**Written problem**:
Your task is to transcribe the entries below exactly, beginning with the line containing "Where can you spot the orange wrap" and ending with the final line, and to add nothing else.

**Dataset**:
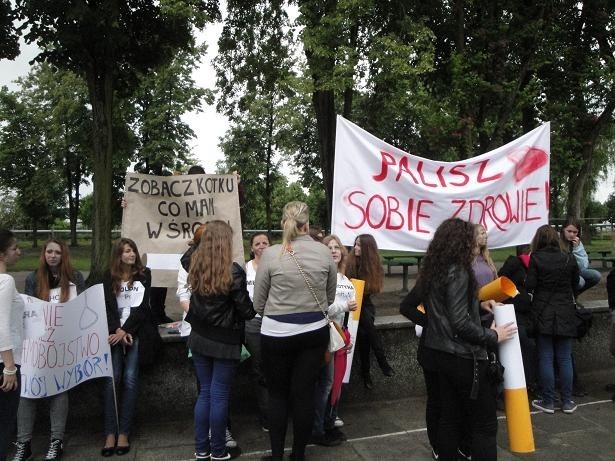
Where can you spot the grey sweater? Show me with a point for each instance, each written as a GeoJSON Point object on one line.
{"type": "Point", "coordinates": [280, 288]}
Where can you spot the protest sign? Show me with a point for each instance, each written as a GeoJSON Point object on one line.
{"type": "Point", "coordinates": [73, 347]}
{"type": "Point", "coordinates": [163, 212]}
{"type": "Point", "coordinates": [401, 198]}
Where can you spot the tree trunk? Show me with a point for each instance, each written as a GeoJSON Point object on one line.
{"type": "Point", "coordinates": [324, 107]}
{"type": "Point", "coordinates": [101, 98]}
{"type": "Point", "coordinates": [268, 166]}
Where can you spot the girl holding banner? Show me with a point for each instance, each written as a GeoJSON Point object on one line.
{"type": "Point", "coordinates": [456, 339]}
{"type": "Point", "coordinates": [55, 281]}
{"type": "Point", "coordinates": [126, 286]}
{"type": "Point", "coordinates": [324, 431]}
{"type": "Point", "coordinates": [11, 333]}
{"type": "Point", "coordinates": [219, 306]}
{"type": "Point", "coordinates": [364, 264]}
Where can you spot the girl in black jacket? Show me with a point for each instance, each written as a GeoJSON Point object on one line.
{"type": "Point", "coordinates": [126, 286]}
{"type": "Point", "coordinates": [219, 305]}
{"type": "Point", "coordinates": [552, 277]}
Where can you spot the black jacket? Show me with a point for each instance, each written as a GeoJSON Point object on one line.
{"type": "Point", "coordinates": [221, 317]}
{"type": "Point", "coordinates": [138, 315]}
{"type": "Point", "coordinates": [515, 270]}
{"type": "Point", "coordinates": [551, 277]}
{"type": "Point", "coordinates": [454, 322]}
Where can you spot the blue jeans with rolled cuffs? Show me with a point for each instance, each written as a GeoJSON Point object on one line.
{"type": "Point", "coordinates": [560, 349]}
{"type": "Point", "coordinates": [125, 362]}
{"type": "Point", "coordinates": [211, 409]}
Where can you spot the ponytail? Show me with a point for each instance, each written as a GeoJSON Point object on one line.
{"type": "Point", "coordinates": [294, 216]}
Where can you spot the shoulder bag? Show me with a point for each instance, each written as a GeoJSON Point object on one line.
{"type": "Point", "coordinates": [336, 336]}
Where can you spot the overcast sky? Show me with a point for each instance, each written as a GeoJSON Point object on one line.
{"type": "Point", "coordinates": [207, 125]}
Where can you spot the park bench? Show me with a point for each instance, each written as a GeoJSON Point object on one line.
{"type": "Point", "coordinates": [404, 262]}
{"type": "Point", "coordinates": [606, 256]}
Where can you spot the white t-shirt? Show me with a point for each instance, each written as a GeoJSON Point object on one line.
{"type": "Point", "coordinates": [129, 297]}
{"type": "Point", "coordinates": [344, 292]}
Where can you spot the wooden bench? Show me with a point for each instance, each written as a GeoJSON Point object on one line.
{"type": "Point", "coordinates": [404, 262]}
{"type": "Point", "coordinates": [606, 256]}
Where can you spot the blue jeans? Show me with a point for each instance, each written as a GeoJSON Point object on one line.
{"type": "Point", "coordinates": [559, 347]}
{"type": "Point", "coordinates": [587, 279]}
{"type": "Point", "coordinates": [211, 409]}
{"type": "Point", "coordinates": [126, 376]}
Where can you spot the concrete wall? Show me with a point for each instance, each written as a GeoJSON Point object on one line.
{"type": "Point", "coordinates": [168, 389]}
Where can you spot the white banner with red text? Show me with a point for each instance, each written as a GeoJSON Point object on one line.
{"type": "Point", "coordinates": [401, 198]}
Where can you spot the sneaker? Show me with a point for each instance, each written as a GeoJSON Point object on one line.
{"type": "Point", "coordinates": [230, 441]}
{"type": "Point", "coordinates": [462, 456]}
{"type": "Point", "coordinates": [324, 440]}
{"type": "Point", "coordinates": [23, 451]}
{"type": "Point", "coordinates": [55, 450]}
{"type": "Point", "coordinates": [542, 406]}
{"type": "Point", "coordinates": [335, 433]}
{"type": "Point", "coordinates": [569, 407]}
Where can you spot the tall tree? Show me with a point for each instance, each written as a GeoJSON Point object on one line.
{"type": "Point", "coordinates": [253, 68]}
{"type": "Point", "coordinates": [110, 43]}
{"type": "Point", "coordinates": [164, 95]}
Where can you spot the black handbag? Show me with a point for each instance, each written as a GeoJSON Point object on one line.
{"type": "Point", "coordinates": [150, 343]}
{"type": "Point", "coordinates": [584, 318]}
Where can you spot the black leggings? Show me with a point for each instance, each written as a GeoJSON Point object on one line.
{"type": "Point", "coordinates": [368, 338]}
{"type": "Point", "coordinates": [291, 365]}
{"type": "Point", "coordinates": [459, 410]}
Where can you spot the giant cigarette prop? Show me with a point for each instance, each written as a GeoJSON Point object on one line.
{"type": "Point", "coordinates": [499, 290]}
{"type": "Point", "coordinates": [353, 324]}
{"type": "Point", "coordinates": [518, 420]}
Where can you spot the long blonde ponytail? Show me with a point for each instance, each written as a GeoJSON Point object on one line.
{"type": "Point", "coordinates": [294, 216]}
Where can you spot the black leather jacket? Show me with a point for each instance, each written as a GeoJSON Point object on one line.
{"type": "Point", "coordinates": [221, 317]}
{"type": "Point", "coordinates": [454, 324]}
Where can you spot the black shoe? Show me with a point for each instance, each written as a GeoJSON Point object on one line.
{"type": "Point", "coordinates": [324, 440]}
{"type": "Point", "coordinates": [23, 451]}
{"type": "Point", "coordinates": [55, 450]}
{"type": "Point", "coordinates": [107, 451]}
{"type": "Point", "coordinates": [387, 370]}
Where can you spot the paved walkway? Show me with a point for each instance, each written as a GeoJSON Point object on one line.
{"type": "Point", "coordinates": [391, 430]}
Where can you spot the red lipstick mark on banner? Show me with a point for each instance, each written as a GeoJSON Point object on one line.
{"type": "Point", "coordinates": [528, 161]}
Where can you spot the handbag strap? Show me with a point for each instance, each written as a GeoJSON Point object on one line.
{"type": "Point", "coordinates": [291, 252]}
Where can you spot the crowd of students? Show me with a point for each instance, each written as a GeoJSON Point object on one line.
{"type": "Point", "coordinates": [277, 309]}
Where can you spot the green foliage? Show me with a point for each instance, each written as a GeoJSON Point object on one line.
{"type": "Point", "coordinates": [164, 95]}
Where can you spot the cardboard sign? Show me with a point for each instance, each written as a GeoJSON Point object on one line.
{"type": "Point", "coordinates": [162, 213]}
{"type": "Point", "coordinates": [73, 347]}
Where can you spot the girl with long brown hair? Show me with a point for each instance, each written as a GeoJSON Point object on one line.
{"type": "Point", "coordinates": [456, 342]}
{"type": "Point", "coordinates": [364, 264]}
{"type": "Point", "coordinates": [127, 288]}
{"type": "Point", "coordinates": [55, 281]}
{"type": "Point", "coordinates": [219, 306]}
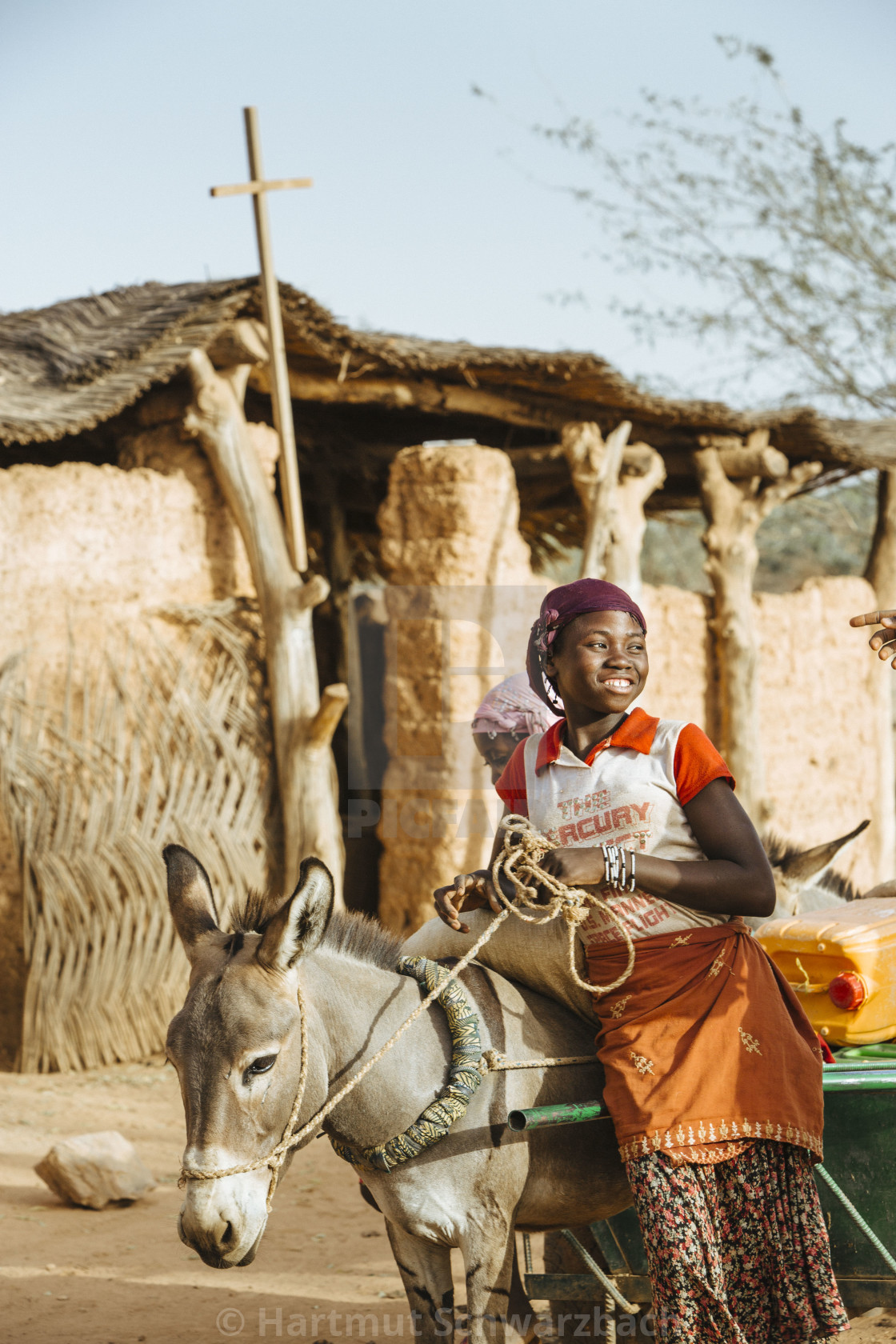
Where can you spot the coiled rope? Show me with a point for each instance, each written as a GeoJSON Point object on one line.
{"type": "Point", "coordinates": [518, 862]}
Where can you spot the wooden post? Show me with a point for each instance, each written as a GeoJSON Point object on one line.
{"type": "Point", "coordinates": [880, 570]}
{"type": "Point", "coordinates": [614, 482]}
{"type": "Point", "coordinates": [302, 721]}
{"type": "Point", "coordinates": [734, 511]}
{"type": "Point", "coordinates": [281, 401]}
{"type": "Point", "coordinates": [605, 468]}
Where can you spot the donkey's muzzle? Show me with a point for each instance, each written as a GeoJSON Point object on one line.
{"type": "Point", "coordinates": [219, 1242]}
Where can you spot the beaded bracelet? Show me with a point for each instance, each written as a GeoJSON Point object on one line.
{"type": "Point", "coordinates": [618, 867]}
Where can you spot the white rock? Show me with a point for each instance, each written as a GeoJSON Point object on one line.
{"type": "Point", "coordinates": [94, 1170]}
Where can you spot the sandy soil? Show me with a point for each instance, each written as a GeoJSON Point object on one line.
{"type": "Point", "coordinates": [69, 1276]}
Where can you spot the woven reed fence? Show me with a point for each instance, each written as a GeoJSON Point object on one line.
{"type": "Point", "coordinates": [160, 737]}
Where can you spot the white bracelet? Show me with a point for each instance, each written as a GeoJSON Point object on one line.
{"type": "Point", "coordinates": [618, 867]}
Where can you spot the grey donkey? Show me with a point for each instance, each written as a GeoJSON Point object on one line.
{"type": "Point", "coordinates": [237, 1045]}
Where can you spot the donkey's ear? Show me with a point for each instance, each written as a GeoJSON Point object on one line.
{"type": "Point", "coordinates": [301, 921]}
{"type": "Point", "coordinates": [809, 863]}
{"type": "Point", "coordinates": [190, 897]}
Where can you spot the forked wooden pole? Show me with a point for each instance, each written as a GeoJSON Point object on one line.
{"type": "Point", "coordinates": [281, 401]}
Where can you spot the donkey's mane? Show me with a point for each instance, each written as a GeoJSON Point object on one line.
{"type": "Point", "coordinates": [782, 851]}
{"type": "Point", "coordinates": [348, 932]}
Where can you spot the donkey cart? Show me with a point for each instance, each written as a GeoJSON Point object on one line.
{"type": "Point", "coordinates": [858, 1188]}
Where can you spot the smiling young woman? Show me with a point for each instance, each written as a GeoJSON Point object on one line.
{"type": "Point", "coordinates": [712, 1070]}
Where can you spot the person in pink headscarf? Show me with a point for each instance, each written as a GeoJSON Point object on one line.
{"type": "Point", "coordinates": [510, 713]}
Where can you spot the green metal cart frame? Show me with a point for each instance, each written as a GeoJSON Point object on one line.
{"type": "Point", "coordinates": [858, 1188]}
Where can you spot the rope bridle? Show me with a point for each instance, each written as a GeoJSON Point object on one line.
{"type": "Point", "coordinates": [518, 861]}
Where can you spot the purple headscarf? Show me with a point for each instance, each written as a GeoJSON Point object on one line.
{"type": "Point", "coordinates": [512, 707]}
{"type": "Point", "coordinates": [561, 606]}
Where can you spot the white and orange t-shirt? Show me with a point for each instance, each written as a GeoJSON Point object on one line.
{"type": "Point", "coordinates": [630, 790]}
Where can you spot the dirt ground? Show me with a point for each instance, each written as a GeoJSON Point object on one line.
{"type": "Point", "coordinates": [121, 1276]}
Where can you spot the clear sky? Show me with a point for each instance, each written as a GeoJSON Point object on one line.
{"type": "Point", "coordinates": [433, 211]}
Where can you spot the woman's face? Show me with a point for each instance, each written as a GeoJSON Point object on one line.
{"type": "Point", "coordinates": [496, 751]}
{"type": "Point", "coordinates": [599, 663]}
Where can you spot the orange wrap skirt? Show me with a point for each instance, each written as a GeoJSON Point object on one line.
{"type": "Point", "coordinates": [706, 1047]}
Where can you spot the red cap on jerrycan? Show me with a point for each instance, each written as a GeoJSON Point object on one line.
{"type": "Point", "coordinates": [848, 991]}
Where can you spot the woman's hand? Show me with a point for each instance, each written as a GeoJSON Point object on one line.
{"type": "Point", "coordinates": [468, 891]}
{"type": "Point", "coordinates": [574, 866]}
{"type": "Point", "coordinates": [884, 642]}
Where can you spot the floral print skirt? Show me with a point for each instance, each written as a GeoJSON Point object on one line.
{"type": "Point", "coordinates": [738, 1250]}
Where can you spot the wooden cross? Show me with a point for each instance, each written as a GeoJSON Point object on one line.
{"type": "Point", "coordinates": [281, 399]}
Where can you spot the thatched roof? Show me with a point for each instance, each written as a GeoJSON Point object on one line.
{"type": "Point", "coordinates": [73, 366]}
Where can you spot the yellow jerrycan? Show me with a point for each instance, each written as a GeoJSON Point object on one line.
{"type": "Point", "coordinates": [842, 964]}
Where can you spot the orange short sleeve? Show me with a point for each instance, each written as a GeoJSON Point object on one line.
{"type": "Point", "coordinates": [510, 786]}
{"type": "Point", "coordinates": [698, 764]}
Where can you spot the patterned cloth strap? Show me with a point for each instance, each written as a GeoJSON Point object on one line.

**Expected answer**:
Where can you spot the orange wrap skirt? Show me with a point for each instance, each written as a GeoJSON Point object on one line.
{"type": "Point", "coordinates": [706, 1047]}
Where can you spot the red cap on jerrycan? Show me with a point for each instance, each written as a GeoJSON Point object on one line.
{"type": "Point", "coordinates": [848, 991]}
Where can you spot the woman's hand? Show me with a point for each instance, each written as a GeoJSON Point object on one line.
{"type": "Point", "coordinates": [468, 891]}
{"type": "Point", "coordinates": [574, 866]}
{"type": "Point", "coordinates": [884, 642]}
Where can you spot the floral print skirt? Show me with a point for each instance, each written as a GeoJSON Point object on one line.
{"type": "Point", "coordinates": [738, 1250]}
Where can you spot the wooden cross? Show me with a point for each instance, each written as a GeoJSON Point object on one line.
{"type": "Point", "coordinates": [281, 399]}
Where can you spot the thatched roof? Show me with a point for each instance, each written as a GeoJSON Point object on one line.
{"type": "Point", "coordinates": [73, 366]}
Where can you spot the yellow jerrycan? Show me with a point for each instance, each written as a GeoJSON Point object on one line.
{"type": "Point", "coordinates": [842, 964]}
Where can you spot the orange short sleeve? Show me with a point for each instance, each written as a GeoJSON Point object on one line.
{"type": "Point", "coordinates": [510, 786]}
{"type": "Point", "coordinates": [698, 764]}
Where can you spot the patterned cloth strap? Show me with a point for each instance, each written as a GeoJSON Point object on one line.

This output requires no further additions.